**EXERCISE BRIEF**:
Format every line of the items below as a numbered list, omitting blank lines and excluding the pictures from your answer.

Coordinate annotation entries:
┌──

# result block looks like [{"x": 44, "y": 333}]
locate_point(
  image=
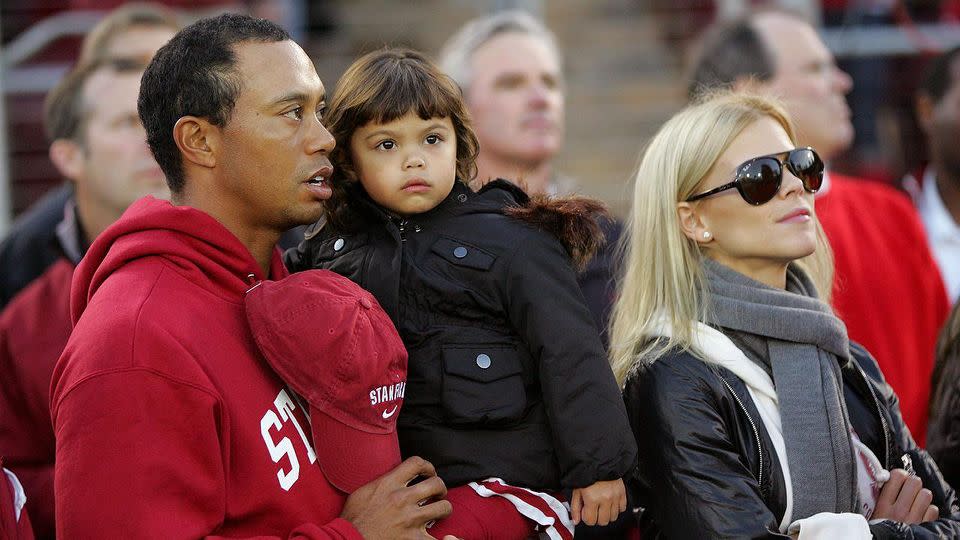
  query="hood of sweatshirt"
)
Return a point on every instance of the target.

└──

**EXERCISE RESPONSE**:
1. # result block looks like [{"x": 44, "y": 333}]
2. locate_point(
3.   image=
4.   query="hood of sweatshirt"
5. )
6. Return a point on every instance of the target.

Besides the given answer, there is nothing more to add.